**Exercise prompt**
Your output must match the data word for word, with every line included.

**Supplied material**
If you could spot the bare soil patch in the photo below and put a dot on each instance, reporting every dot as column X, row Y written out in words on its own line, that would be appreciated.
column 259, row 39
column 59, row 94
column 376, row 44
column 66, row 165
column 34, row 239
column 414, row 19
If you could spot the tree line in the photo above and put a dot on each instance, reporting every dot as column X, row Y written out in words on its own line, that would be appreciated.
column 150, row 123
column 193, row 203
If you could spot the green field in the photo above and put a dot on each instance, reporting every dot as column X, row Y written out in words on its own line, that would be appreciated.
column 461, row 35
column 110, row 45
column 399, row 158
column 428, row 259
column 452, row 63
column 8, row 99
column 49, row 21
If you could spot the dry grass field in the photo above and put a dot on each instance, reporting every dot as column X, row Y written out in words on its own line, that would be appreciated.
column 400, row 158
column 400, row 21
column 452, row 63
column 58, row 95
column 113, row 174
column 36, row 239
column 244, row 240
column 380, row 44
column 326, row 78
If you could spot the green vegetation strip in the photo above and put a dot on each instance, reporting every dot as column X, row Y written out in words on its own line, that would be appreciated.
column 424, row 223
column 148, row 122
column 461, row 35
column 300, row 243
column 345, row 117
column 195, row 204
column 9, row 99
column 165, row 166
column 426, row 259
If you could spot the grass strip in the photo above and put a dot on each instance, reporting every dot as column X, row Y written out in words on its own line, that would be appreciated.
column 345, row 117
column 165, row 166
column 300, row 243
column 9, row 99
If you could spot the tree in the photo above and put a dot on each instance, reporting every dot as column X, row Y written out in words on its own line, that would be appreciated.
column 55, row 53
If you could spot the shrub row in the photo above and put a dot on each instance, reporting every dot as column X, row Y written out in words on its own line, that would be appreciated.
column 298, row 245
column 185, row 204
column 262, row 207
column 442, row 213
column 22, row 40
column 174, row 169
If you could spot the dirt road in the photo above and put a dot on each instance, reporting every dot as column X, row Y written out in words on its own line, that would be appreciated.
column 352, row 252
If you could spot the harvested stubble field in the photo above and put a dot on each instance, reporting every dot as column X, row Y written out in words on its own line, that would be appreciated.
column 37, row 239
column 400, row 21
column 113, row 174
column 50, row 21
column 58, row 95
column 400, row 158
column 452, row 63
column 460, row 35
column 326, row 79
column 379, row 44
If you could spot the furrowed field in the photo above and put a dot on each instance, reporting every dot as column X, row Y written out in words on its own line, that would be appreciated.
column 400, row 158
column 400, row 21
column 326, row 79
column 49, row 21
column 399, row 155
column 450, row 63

**Answer box**
If you could spot the bare soil patch in the photo below and put a dot on each instance, reporting every dot as column X, row Y written out in words on its own line, that would be appreciated.
column 259, row 39
column 59, row 94
column 376, row 44
column 66, row 165
column 34, row 239
column 414, row 19
If you could spot the tree line in the photo above and put a dot on each instance, reporting every dot as column X, row Y written out in words on its own line, that would be appreciated.
column 150, row 123
column 193, row 203
If you could spot the green field in the photo above and put a dot on each instance, reporting every dot as column X, row Y written out in words on its own line, that would be appreciated.
column 461, row 35
column 110, row 45
column 399, row 158
column 428, row 259
column 452, row 63
column 8, row 99
column 49, row 21
If you could spot the dry grass field in the photo above and put a dot on each instance, reporting every dot as column X, row Y written out in words on its own line, that would be appreciated.
column 400, row 158
column 400, row 21
column 452, row 63
column 58, row 95
column 113, row 174
column 36, row 239
column 244, row 240
column 380, row 44
column 326, row 78
If you could spot the green vegetation strip in the photo above and put a dot on each instance, reporting every dot as column X, row Y written out in words on its own line, that would be appreciated.
column 424, row 223
column 148, row 122
column 461, row 35
column 300, row 243
column 345, row 117
column 195, row 204
column 9, row 99
column 165, row 166
column 426, row 259
If you could spot the grass strip in the photo above and put a dot on each instance, reporting every dot as column X, row Y written out in words on its own line, that would be appreciated.
column 345, row 117
column 165, row 166
column 300, row 243
column 9, row 99
If you could spot the tree in the photo above and put a dot on each instance, reporting every dot as column X, row Y written out in words on its own line, that would be appreciated.
column 55, row 53
If you could spot the shrub row in the photo above and put a dot on each instance, reporting every dot as column X, row Y written out in words on its own line, that would be appreciated.
column 298, row 245
column 185, row 204
column 262, row 207
column 442, row 213
column 22, row 40
column 174, row 169
If you could spot the dirt road in the photo above and put a dot on each instance, reporting every dot as column X, row Y written out in words on its own line, that would be appreciated.
column 352, row 252
If you could spot the harvested stubble field in the photo above and put a dot on each instance, reporting every dot as column X, row Y written out in words on its own line, that would be appreciated.
column 37, row 239
column 400, row 21
column 113, row 174
column 50, row 21
column 58, row 95
column 400, row 158
column 452, row 63
column 460, row 35
column 326, row 79
column 379, row 44
If you could spot the furrowed field in the photo above and put a dot on each instance, reporting every dot as column X, row Y written out in words on its own line, that would be appreciated.
column 400, row 158
column 400, row 21
column 326, row 79
column 49, row 21
column 399, row 155
column 450, row 63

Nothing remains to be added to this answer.